[Opening Extract provided section]
Notably, both Weed et al.29 and Böttcher et al.22 utilized MATLAB to perform their wearable analyses. However, we believe that Python’s scalability, open-source nature, larger community, and easier integration with other technologies, along with cost-effectiveness and flexibility, is a more suitable choice.
Participant data entry challenges
In this section, human- and application-related data entry challenges of wearable monitoring studies are covered.
Challenge 1: participant compliance
Participant motivation to wear a wearable device, interact with questionnaires, and submit events of interest is crucial for obtaining a qualitative dataset. However, as seen in numerous cases, including our own mBrain study9, motivation and study interaction tend to decrease over time20,30. This decline can be attributed to several factors, including inconvenient wearable connection processes, wearable design aesthetics, frequent or poorly timed EMA collection, and a negative user experience with the study (including adverse reactions to the wearable device).
To minimize user burden, each labor-intensive component, including wearable use and EMAs, should target the core goal of the research, with minimal overhead20,31. Frequent or long-term manual data entry can lead to response fatigue, reducing data quality and accuracy32. Maintaining participant commitment throughout the study is essential for high-quality data and labels, both in frequency and completeness20. Automated input processing, through digitally acquiring user data via structured forms on smartphones is a valid alternative to traditional double manual data entry33. Additionally, strategies such as incremental rewards34,35, gamification36,37, and periodic contact with participants38 can help sustain motivation. Lastly, querying participants about their experiences, feelings, and gains from participating at the study's conclusion can provide valuable insights into maintaining long-term engagement.
Countermeasures
From a data science perspective, several solutions can be devised to address these challenges. For instance, compliance-based visualizations have been utilized to assess participant interactions during ambulatory monitoring studies20.
During the mBrain study, we developed a methodology to evaluate participant motivation continuity by (i) automatically generating interaction rate reports from incoming data streams, and (ii) incorporating real-time notification via webhooks to alert study coordinators when participants fall below interaction thresholds. Figures 1 and 2 illustrate this methodology applied to the mBrain study. Specifically, scheduled jobs were utilized to generate these daily participant compliance reports, which, similar to visualizations from Rawassizadeh et al.39, displayed intervals for which there is wearable and phone data, and the evolution of answered questionnaires. This visualization provides an overview of participant compliance to study coordinators, facilitating timely re-instruction when needed. To showcase the generalizability of our proposed method, we applied this compliance visualization to the ETRI lifelog 2020 dataset (Supplemental Fig. 2).
Figure 1.
[Closing Extract provided section]
[Opening Provided material section]
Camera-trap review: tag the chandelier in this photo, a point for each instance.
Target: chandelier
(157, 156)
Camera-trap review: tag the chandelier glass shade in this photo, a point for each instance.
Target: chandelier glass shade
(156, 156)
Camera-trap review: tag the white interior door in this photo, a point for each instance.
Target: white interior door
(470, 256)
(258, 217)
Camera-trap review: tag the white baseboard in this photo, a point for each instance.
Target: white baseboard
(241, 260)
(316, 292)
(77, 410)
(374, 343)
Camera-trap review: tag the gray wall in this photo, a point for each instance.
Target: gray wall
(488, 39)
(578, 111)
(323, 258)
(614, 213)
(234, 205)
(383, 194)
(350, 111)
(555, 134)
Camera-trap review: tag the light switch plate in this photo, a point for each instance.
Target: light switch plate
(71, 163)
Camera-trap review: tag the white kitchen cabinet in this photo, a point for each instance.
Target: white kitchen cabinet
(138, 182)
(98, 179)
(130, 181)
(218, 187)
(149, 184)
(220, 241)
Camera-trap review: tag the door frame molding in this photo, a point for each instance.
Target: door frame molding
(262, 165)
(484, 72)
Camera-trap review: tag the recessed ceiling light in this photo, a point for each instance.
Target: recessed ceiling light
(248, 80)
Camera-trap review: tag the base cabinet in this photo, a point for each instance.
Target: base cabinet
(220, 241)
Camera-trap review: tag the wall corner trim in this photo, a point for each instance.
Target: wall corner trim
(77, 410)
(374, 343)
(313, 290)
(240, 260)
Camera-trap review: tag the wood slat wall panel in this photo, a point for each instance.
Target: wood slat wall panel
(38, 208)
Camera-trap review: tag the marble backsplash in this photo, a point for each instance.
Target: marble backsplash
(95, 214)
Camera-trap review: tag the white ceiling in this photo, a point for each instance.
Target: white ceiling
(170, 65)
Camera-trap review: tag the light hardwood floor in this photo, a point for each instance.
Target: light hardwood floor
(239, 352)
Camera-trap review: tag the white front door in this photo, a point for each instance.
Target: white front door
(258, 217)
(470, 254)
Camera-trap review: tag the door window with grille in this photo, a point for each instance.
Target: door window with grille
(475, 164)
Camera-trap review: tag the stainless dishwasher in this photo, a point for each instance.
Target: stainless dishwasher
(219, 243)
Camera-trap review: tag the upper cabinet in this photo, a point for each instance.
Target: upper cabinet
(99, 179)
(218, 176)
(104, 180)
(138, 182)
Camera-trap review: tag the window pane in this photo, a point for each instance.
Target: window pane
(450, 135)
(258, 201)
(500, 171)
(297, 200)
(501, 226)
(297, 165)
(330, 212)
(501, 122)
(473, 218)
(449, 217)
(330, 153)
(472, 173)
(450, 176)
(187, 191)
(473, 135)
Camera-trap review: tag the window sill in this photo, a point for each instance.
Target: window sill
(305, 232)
[Closing Provided material section]
■ **Instructions**:
1. Copy the part of the wearable study passage from "Countermeasures" to "ambulatory monitoring studies20." word for word.
2. Write what comes next in the passage on wearable monitoring studies, starting right after its last line.

■ **Answers to the problems**:
1.
Countermeasures
From a data science perspective, several solutions can be devised to address these challenges. For instance, compliance-based visualizations have been utilized to assess participant interactions during ambulatory monitoring studies20.

2.
mBrain study interaction visualization of a single participant for a period of 90 days. The figure consists of several subplots with a shared x-axis, each providing different layers of information about the participant's activity and interactions. Subplots (i) and (ii) display phone and wearable data sessions over time, with each bar on the x-axis representing a unique day. For the first four plots, the y-axis indicates the time of day, revealing patterns of data fragmentation and daily volumes over extended periods. Gray-shaded areas indicate weekends. The mBrain study requires a minimum of eight hours of wearable data daily. This compliance is color-coded in the first two subplots: green represents days with more than 8 h, while orange indicates less than 8 h. The daily events subplot (iii) provides an overview of food intakes and questionnaire interactions. Subplot (iv) provides a visual record of the participant's headaches and medication intake. The final subplot (v), shows the interaction rate (%) on the y-axis, illustrating the frequency of participant interactions with stress and activity timeline events derived from the wearable data stream.
Figure 2.
Example of an mBrain alert message, shown to the study coordinators when no wearable data is received from a participant.
While monitoring platforms like Empatica Care lab and REDCap40 offer similar features, remote health monitoring often involves various data types that cannot be stored in a single database platform (e.g., high-frequency wearable data versus survey responses). This necessitates custom solutions for a comprehensive compliance overview.
In the mBrain study, previous-day compliance data was utilized to produce daily alerts, as shown in Fig. 2, notifying study coordinators when participants logged less than 8 h of data. Based on these compliance assessments (i.e., reports and alert messages) coordinators could decide whether to contact participants to understand their reasons for reduced compliance. Within the mBrain study, the clinician-neurologist sent—whenever needed, and with caution not to overload participants as well—personalized messages to the participants via a dedicated interface. This methodology, empirically evaluated during the mBrain study, allowed physicians to track participant interactions and enhance study compliance through a built-in monitoring system with rapid notification capabilities.
Challenge 2: implicitness assumptions
A common assumption in data collection is that the absence of a recorded event implies it did not occur9,41. For instance, if no medication event is logged for a day, it might be assumed that the patient did not take any medication, although the participant may have simply forgotten to log it. Therefore, it is essential to verify these implicitness assumptions through direct questioning about these (absent) self-reported events. Given the straightforwardness of this approach, it is possible that no prior studies have explicitly reported using these checks.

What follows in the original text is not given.